Update the entries from the start through the line containing "pixel 414 296" by replacing "step stool" with "footstool" and keeping everything else the same. Leave the pictures out of your answer.

(Point annotations for photos)
==================================================

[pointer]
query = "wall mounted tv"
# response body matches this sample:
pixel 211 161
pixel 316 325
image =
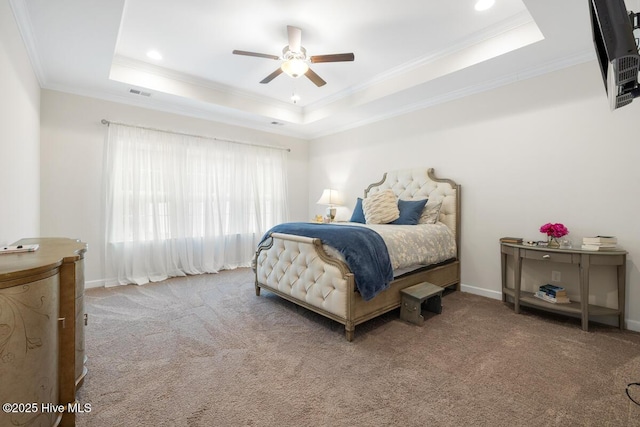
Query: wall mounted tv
pixel 617 50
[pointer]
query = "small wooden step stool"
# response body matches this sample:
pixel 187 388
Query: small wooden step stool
pixel 414 296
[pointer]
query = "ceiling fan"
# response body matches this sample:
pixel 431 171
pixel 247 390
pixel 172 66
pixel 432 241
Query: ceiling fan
pixel 295 60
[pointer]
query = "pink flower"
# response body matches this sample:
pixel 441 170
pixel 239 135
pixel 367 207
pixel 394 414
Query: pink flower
pixel 554 230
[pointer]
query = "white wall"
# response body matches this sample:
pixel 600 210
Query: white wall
pixel 542 150
pixel 71 151
pixel 19 136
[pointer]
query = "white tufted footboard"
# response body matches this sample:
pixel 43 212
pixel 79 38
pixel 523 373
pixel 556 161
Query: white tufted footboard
pixel 298 269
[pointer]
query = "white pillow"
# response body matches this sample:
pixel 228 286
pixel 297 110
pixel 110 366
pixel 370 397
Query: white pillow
pixel 381 208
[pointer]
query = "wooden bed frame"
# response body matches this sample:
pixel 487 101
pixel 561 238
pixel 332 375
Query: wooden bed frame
pixel 299 270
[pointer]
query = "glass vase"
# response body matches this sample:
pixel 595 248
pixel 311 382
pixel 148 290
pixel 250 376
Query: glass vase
pixel 553 242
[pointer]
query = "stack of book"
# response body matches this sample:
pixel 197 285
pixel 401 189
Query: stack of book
pixel 516 240
pixel 599 243
pixel 553 294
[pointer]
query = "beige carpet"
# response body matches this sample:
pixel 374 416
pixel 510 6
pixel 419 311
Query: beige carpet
pixel 206 351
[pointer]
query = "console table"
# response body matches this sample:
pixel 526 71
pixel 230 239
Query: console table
pixel 583 259
pixel 42 332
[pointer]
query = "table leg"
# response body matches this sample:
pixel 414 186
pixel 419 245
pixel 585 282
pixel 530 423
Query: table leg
pixel 584 290
pixel 517 279
pixel 622 271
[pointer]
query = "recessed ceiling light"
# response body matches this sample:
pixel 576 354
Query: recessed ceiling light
pixel 484 4
pixel 155 55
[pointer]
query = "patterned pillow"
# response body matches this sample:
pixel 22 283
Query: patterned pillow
pixel 431 212
pixel 358 213
pixel 381 208
pixel 410 211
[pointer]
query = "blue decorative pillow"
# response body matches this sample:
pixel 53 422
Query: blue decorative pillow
pixel 358 213
pixel 410 211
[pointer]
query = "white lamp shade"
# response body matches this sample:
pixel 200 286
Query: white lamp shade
pixel 330 198
pixel 295 67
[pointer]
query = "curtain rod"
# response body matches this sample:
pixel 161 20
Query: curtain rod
pixel 107 122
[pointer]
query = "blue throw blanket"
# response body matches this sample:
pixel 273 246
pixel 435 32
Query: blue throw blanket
pixel 364 251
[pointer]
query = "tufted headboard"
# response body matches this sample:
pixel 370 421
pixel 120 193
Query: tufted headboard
pixel 421 183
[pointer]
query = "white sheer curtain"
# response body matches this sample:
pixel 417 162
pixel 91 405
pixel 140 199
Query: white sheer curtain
pixel 177 204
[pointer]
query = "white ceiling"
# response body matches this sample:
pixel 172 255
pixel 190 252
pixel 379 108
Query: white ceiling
pixel 408 54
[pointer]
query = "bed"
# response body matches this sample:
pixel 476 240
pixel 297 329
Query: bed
pixel 316 276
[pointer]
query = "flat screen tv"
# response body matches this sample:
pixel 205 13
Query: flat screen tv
pixel 616 50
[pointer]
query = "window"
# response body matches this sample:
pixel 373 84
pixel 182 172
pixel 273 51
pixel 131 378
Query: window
pixel 178 204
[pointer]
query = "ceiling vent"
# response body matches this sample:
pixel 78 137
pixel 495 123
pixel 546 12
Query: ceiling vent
pixel 139 92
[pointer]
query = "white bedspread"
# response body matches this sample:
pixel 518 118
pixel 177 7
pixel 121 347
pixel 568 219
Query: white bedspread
pixel 411 246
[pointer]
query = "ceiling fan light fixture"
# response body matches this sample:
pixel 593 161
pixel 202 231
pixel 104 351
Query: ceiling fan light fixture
pixel 295 67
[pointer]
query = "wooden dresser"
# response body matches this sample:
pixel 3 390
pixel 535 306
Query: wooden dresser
pixel 41 332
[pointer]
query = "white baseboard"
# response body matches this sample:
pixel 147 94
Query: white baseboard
pixel 481 291
pixel 94 284
pixel 632 325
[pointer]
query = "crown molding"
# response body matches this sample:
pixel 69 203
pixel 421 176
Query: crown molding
pixel 21 15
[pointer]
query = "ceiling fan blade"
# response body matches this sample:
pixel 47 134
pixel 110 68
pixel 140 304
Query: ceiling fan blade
pixel 336 57
pixel 259 55
pixel 295 38
pixel 316 79
pixel 272 76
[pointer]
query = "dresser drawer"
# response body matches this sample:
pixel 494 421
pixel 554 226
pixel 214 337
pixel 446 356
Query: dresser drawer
pixel 548 256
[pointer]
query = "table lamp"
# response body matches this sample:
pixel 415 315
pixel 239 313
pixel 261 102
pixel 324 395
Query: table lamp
pixel 331 198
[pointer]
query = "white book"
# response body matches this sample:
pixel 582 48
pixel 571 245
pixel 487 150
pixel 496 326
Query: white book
pixel 599 240
pixel 604 247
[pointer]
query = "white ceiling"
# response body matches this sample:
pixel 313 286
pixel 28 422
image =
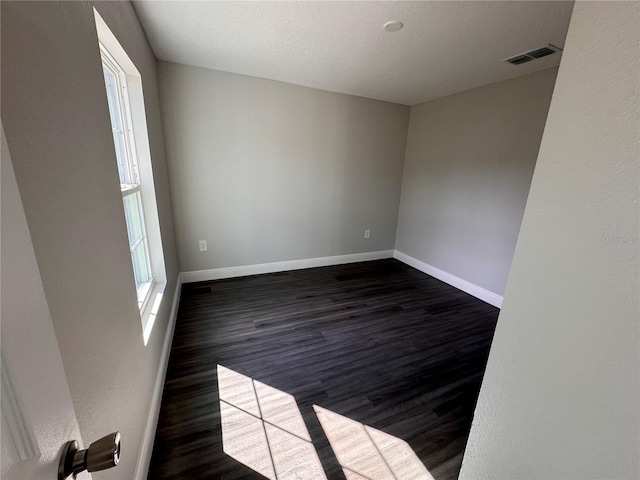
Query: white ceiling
pixel 444 47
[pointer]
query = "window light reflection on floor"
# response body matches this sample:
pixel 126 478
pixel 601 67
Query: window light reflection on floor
pixel 367 453
pixel 262 428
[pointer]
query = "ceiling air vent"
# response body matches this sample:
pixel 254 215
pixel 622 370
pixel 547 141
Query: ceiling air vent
pixel 539 52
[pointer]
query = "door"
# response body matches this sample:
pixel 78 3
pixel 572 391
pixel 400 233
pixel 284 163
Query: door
pixel 37 413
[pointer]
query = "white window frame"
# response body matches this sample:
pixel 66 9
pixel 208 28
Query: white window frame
pixel 136 144
pixel 133 173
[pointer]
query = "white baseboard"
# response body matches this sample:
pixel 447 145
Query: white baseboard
pixel 146 449
pixel 468 287
pixel 243 271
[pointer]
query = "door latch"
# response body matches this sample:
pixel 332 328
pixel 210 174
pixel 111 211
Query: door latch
pixel 101 454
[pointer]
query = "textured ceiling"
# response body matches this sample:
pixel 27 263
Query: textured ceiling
pixel 444 47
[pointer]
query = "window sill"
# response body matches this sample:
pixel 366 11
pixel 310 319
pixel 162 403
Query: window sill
pixel 150 311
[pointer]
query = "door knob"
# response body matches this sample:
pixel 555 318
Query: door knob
pixel 101 454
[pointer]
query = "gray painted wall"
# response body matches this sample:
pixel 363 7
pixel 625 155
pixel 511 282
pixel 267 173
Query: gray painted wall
pixel 267 171
pixel 468 167
pixel 560 394
pixel 55 115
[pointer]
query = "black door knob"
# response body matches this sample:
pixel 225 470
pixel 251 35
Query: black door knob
pixel 101 454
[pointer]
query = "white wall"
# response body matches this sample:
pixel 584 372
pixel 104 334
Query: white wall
pixel 55 116
pixel 468 167
pixel 560 396
pixel 267 171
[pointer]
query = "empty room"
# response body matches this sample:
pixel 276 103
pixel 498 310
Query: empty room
pixel 360 240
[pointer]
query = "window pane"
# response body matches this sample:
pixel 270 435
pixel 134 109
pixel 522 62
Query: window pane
pixel 133 216
pixel 140 265
pixel 121 156
pixel 112 98
pixel 115 113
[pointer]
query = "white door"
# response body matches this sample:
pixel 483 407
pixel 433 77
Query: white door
pixel 37 413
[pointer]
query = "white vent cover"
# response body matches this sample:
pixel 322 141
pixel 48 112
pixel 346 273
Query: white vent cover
pixel 539 52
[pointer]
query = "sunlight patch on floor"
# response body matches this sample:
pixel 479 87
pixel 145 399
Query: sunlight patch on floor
pixel 262 428
pixel 367 453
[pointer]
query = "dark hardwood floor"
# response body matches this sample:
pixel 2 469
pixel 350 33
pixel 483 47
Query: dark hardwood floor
pixel 378 342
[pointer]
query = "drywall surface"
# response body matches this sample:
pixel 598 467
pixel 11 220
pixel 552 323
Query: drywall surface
pixel 267 171
pixel 58 131
pixel 560 394
pixel 468 167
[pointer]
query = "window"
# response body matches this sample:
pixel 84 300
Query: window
pixel 119 111
pixel 125 100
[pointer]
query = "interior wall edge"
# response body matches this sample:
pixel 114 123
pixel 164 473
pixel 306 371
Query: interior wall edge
pixel 472 289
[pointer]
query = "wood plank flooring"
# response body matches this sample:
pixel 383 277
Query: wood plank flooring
pixel 377 342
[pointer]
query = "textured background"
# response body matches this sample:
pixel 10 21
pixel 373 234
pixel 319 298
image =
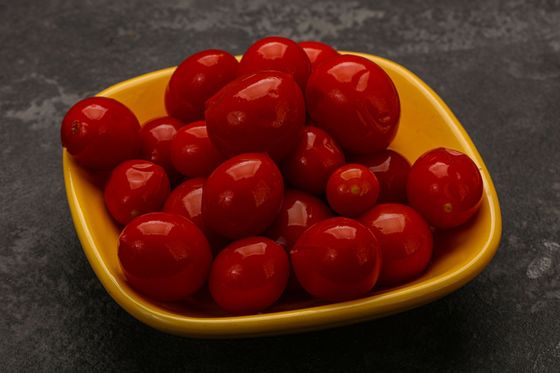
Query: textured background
pixel 497 65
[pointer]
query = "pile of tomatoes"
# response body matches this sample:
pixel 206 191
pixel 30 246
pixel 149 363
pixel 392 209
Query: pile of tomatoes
pixel 270 175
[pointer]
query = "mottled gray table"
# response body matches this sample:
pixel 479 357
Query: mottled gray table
pixel 497 65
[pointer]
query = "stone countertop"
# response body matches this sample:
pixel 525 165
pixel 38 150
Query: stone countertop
pixel 496 64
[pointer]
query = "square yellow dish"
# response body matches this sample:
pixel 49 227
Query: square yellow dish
pixel 426 122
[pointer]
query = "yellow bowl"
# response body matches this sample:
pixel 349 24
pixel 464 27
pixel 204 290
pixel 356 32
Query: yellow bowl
pixel 426 122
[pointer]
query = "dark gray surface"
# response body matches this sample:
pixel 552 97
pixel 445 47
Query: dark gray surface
pixel 497 65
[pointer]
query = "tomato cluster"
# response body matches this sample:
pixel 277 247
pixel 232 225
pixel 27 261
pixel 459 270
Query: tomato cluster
pixel 270 171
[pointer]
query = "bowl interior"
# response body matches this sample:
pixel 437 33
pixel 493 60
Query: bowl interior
pixel 459 255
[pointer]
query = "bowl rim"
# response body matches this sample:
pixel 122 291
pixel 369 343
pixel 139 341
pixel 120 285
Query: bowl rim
pixel 315 317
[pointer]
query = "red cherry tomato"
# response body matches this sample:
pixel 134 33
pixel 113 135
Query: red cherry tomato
pixel 192 153
pixel 195 80
pixel 249 275
pixel 100 132
pixel 135 188
pixel 405 239
pixel 445 186
pixel 316 156
pixel 391 170
pixel 243 196
pixel 263 112
pixel 337 259
pixel 352 189
pixel 276 53
pixel 164 256
pixel 299 211
pixel 317 52
pixel 186 200
pixel 155 137
pixel 354 100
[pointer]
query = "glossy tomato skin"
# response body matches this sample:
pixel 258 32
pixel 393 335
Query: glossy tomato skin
pixel 249 275
pixel 192 153
pixel 391 169
pixel 195 80
pixel 135 187
pixel 313 160
pixel 337 259
pixel 299 211
pixel 186 200
pixel 405 239
pixel 445 186
pixel 354 100
pixel 262 112
pixel 164 256
pixel 317 52
pixel 155 137
pixel 352 189
pixel 243 196
pixel 276 53
pixel 100 132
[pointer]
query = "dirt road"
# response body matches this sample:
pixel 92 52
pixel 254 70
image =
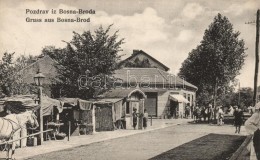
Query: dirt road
pixel 140 146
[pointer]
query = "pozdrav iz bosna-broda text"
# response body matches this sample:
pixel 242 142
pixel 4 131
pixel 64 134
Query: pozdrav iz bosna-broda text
pixel 60 15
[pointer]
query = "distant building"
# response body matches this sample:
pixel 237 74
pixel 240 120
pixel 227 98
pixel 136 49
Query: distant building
pixel 142 56
pixel 166 94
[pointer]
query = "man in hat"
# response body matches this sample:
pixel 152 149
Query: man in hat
pixel 252 126
pixel 135 115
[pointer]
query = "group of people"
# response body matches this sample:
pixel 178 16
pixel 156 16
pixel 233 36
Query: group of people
pixel 252 126
pixel 204 112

==================================================

# Output for this task:
[pointer]
query = "wall mounted tv"
# response body matches this sample:
pixel 211 161
pixel 316 325
image =
Query: wall mounted tv
pixel 617 50
[pointer]
query = "small wooden footstool"
# response body matches this sample:
pixel 187 388
Query: small wooden footstool
pixel 414 296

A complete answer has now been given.